Input rows
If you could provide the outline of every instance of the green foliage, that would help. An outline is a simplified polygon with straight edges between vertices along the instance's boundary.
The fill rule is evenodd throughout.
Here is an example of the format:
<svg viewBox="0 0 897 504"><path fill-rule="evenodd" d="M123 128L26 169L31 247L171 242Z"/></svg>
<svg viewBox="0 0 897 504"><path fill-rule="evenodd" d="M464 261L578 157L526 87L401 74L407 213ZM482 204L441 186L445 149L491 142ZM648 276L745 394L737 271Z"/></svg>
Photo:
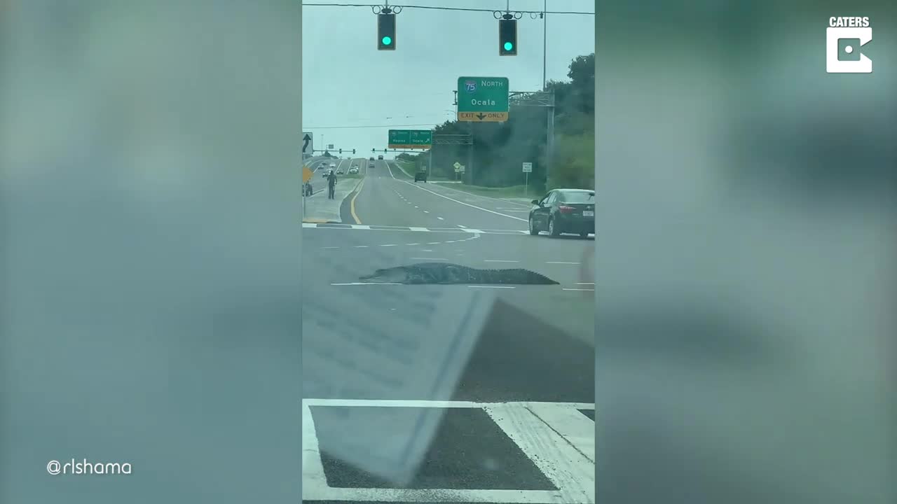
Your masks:
<svg viewBox="0 0 897 504"><path fill-rule="evenodd" d="M468 135L469 145L437 145L432 152L399 154L416 169L427 165L431 177L455 178L455 162L470 166L466 184L508 187L523 183L522 163L533 163L530 187L594 187L595 184L595 54L580 56L570 64L570 81L549 81L545 91L554 92L554 150L551 174L545 173L548 109L512 107L506 123L446 121L433 135ZM403 157L406 156L406 157ZM473 158L473 159L471 159ZM432 166L431 166L431 164Z"/></svg>

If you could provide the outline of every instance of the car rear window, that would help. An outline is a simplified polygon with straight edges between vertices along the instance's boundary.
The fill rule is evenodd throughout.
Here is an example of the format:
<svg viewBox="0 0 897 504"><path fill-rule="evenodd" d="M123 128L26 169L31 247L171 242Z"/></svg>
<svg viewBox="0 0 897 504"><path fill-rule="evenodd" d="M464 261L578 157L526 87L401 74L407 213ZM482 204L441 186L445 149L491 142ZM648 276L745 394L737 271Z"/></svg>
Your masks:
<svg viewBox="0 0 897 504"><path fill-rule="evenodd" d="M561 193L561 200L564 203L595 203L595 193Z"/></svg>

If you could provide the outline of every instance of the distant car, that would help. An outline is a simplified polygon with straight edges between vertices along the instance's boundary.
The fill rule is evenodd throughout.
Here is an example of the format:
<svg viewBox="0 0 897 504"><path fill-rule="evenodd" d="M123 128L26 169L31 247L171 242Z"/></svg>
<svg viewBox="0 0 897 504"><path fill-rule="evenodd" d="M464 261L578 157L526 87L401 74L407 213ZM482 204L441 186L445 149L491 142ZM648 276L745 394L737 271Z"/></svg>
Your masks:
<svg viewBox="0 0 897 504"><path fill-rule="evenodd" d="M553 189L542 199L533 200L529 211L529 234L548 231L553 237L574 233L587 238L595 232L595 191Z"/></svg>

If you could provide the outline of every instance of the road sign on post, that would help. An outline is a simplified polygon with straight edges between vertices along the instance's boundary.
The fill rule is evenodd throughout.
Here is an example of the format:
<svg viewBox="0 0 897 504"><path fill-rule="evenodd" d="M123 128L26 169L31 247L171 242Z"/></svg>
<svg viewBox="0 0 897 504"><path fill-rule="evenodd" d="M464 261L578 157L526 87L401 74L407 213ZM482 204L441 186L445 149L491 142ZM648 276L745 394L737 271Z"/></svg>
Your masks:
<svg viewBox="0 0 897 504"><path fill-rule="evenodd" d="M509 89L507 77L458 77L457 120L507 121Z"/></svg>
<svg viewBox="0 0 897 504"><path fill-rule="evenodd" d="M430 149L432 146L433 132L429 129L389 130L389 149Z"/></svg>
<svg viewBox="0 0 897 504"><path fill-rule="evenodd" d="M302 153L311 155L315 152L314 135L310 131L302 132Z"/></svg>

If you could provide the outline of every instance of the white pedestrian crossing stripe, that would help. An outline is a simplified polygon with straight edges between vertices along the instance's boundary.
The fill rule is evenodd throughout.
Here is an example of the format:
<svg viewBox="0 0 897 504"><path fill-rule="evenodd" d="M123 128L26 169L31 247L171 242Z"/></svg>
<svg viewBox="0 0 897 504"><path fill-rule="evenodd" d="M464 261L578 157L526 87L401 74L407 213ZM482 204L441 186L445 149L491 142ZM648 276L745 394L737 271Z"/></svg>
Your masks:
<svg viewBox="0 0 897 504"><path fill-rule="evenodd" d="M331 487L324 473L312 406L480 409L558 490ZM595 504L595 422L579 411L594 409L594 404L579 403L303 399L302 500Z"/></svg>
<svg viewBox="0 0 897 504"><path fill-rule="evenodd" d="M373 226L368 224L343 224L340 222L302 222L302 228L318 230L351 230L373 231L413 231L427 233L476 233L525 235L527 230L474 230L470 228L417 228L405 226Z"/></svg>

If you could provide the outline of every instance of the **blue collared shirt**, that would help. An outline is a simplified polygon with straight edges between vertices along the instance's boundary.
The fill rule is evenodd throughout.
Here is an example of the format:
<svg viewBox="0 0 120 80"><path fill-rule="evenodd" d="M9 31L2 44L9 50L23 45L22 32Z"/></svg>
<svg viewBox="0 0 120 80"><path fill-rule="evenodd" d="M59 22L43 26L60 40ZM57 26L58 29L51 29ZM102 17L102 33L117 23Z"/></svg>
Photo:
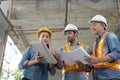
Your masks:
<svg viewBox="0 0 120 80"><path fill-rule="evenodd" d="M102 32L98 39L100 38L105 32ZM106 39L104 42L104 54L110 56L113 61L120 60L120 43L117 36L114 33L109 32L106 35ZM95 80L108 80L113 78L120 79L120 71L112 70L108 68L99 68L95 69Z"/></svg>
<svg viewBox="0 0 120 80"><path fill-rule="evenodd" d="M79 48L79 45L76 46L72 46L70 45L72 50ZM64 51L64 46L62 46L60 49L60 51ZM86 51L91 54L91 49L88 45L86 45ZM89 80L88 76L80 71L73 71L73 72L68 72L66 74L63 75L62 80Z"/></svg>
<svg viewBox="0 0 120 80"><path fill-rule="evenodd" d="M35 65L27 67L28 61L35 59L36 52L29 47L19 63L19 69L24 69L23 76L30 80L48 80L48 71L51 75L54 75L56 70L48 68L48 64L37 63Z"/></svg>

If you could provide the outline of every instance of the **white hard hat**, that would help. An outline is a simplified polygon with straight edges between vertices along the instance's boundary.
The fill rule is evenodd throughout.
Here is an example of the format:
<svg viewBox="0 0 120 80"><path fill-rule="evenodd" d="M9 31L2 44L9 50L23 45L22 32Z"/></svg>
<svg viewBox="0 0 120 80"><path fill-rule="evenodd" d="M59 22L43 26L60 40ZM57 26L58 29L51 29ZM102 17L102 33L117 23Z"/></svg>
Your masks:
<svg viewBox="0 0 120 80"><path fill-rule="evenodd" d="M96 15L94 16L91 20L90 20L90 23L93 22L93 21L98 21L98 22L103 22L105 24L105 27L108 26L108 23L107 23L107 20L104 16L102 15Z"/></svg>
<svg viewBox="0 0 120 80"><path fill-rule="evenodd" d="M65 27L64 32L65 32L65 31L69 31L69 30L73 30L73 31L77 31L77 32L78 32L78 28L77 28L75 25L73 25L73 24L68 24L68 25Z"/></svg>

Work to be completed
Turn the material above into a Markdown table with a "No." column for the row number and a "Line" column for the line itself. Skip blank lines and leave out the pictures.

Finished exercise
| No. | Line |
|---|---|
| 1 | If you could provide the outline of every instance of the green foliage, that would help. An outline is a simplified polygon with straight edges between vertices along the instance's boundary. |
| 2 | The fill rule is evenodd throughout. |
| 3 | Here is an example of the format: |
| 4 | <svg viewBox="0 0 897 504"><path fill-rule="evenodd" d="M123 128L26 169L31 247L171 242Z"/></svg> |
| 5 | <svg viewBox="0 0 897 504"><path fill-rule="evenodd" d="M464 261L578 157L526 87L401 74L407 213ZM482 204L441 186L445 149L491 142ZM648 276L745 394L737 271Z"/></svg> |
| 6 | Photo: |
| 7 | Your masks: |
| 8 | <svg viewBox="0 0 897 504"><path fill-rule="evenodd" d="M468 135L469 145L437 145L432 152L399 154L416 169L427 165L431 177L455 178L455 162L470 166L466 184L508 187L523 183L522 163L533 163L530 187L594 187L595 184L595 54L580 56L570 64L570 81L549 81L545 91L554 92L554 150L551 174L545 173L548 109L512 107L506 123L446 121L433 135ZM403 157L406 156L406 157ZM473 158L473 159L471 159ZM432 166L431 166L431 164Z"/></svg> |
| 9 | If you could provide the outline of every instance of the car rear window, that would help. An outline is a simplified polygon with straight edges between vertices along the instance's boundary. |
| 10 | The fill rule is evenodd throughout. |
| 11 | Here is an example of the format: |
| 12 | <svg viewBox="0 0 897 504"><path fill-rule="evenodd" d="M123 128L26 169L31 247L171 242Z"/></svg> |
| 13 | <svg viewBox="0 0 897 504"><path fill-rule="evenodd" d="M464 261L578 157L526 87L401 74L407 213ZM482 204L441 186L445 149L491 142ZM648 276L745 394L737 271Z"/></svg> |
| 14 | Your masks: |
| 15 | <svg viewBox="0 0 897 504"><path fill-rule="evenodd" d="M561 193L561 200L564 203L595 203L595 193Z"/></svg> |
| 16 | If you could provide the outline of every instance of the distant car, that would help. An outline is a simplified polygon with straight edges between vertices along the instance's boundary. |
| 17 | The fill rule is evenodd throughout. |
| 18 | Here is an example of the format: |
| 19 | <svg viewBox="0 0 897 504"><path fill-rule="evenodd" d="M123 128L26 169L31 247L171 242Z"/></svg> |
| 20 | <svg viewBox="0 0 897 504"><path fill-rule="evenodd" d="M464 261L578 157L526 87L401 74L407 213ZM482 204L441 186L445 149L491 142ZM648 276L745 394L737 271Z"/></svg> |
| 21 | Your masks: |
| 22 | <svg viewBox="0 0 897 504"><path fill-rule="evenodd" d="M553 189L542 199L533 200L529 211L529 234L548 231L553 237L574 233L587 238L595 232L595 191Z"/></svg> |
| 23 | If you could provide the outline of every instance of the road sign on post, that would help. An outline is a simplified polygon with straight edges between vertices along the instance's boundary. |
| 24 | The fill rule is evenodd throughout. |
| 25 | Here is an example of the format: |
| 26 | <svg viewBox="0 0 897 504"><path fill-rule="evenodd" d="M123 128L26 169L31 247L171 242Z"/></svg> |
| 27 | <svg viewBox="0 0 897 504"><path fill-rule="evenodd" d="M464 261L578 157L526 87L401 74L407 213ZM482 204L441 186L445 149L491 142ZM648 276L745 394L737 271Z"/></svg> |
| 28 | Your masks: |
| 29 | <svg viewBox="0 0 897 504"><path fill-rule="evenodd" d="M509 89L507 77L458 77L457 120L507 121Z"/></svg> |
| 30 | <svg viewBox="0 0 897 504"><path fill-rule="evenodd" d="M430 149L432 146L433 132L429 129L389 130L389 149Z"/></svg> |
| 31 | <svg viewBox="0 0 897 504"><path fill-rule="evenodd" d="M302 153L311 155L315 152L314 135L310 131L302 132Z"/></svg> |
| 32 | If you could provide the outline of every instance of the white pedestrian crossing stripe, that would help. An outline is a simplified polygon with straight edges between vertices along the instance's boundary. |
| 33 | The fill rule is evenodd throughout. |
| 34 | Here is an example of the format: |
| 35 | <svg viewBox="0 0 897 504"><path fill-rule="evenodd" d="M123 128L26 169L31 247L171 242Z"/></svg> |
| 36 | <svg viewBox="0 0 897 504"><path fill-rule="evenodd" d="M464 261L578 157L526 87L401 74L407 213ZM482 204L441 186L445 149L491 142ZM648 276L745 394L737 271Z"/></svg> |
| 37 | Your masks: |
| 38 | <svg viewBox="0 0 897 504"><path fill-rule="evenodd" d="M331 487L324 473L312 406L480 409L558 490ZM595 504L595 422L579 411L594 409L594 404L579 403L303 399L302 500Z"/></svg> |
| 39 | <svg viewBox="0 0 897 504"><path fill-rule="evenodd" d="M373 226L368 224L343 224L340 222L302 222L302 228L318 230L351 230L373 231L413 231L427 233L476 233L525 235L527 230L474 230L470 228L417 228L405 226Z"/></svg> |
| 40 | If you could provide the outline of every instance of the **blue collared shirt**, that would help. An outline is a simplified polygon with straight edges between vertices along the instance's boundary. |
| 41 | The fill rule is evenodd throughout. |
| 42 | Here is an example of the format: |
| 43 | <svg viewBox="0 0 120 80"><path fill-rule="evenodd" d="M9 31L2 44L9 50L23 45L22 32Z"/></svg> |
| 44 | <svg viewBox="0 0 120 80"><path fill-rule="evenodd" d="M59 22L43 26L60 40ZM57 26L58 29L51 29ZM102 17L102 33L117 23Z"/></svg> |
| 45 | Photo: |
| 46 | Your masks: |
| 47 | <svg viewBox="0 0 120 80"><path fill-rule="evenodd" d="M102 32L98 39L100 38L105 32ZM106 39L104 42L104 54L110 56L113 61L120 60L120 43L117 36L114 33L109 32L106 35ZM95 80L108 80L113 78L120 79L120 71L112 70L108 68L99 68L95 69Z"/></svg> |
| 48 | <svg viewBox="0 0 120 80"><path fill-rule="evenodd" d="M79 48L79 45L76 46L72 46L70 45L72 50ZM64 51L64 46L62 46L60 49L60 51ZM86 51L91 54L91 49L88 45L86 45ZM89 80L88 76L80 71L73 71L73 72L68 72L66 74L63 75L62 80Z"/></svg> |
| 49 | <svg viewBox="0 0 120 80"><path fill-rule="evenodd" d="M35 65L27 67L28 61L35 59L36 52L29 47L19 63L19 69L24 69L23 76L30 80L48 80L48 71L51 75L54 75L56 70L48 68L48 64L37 63Z"/></svg> |
| 50 | If you could provide the outline of every instance of the **white hard hat**, that would help. An outline is a simplified polygon with straight edges between vertices along the instance's boundary. |
| 51 | The fill rule is evenodd throughout. |
| 52 | Here is an example of the format: |
| 53 | <svg viewBox="0 0 120 80"><path fill-rule="evenodd" d="M9 31L2 44L9 50L23 45L22 32Z"/></svg> |
| 54 | <svg viewBox="0 0 120 80"><path fill-rule="evenodd" d="M59 22L43 26L60 40ZM57 26L58 29L51 29ZM102 17L102 33L117 23Z"/></svg> |
| 55 | Your masks: |
| 56 | <svg viewBox="0 0 120 80"><path fill-rule="evenodd" d="M96 15L94 16L91 20L90 20L90 23L93 22L93 21L98 21L98 22L103 22L105 24L105 27L108 26L108 23L107 23L107 20L104 16L102 15Z"/></svg> |
| 57 | <svg viewBox="0 0 120 80"><path fill-rule="evenodd" d="M65 27L64 32L65 32L65 31L69 31L69 30L73 30L73 31L77 31L77 32L78 32L78 28L77 28L75 25L73 25L73 24L68 24L68 25Z"/></svg> |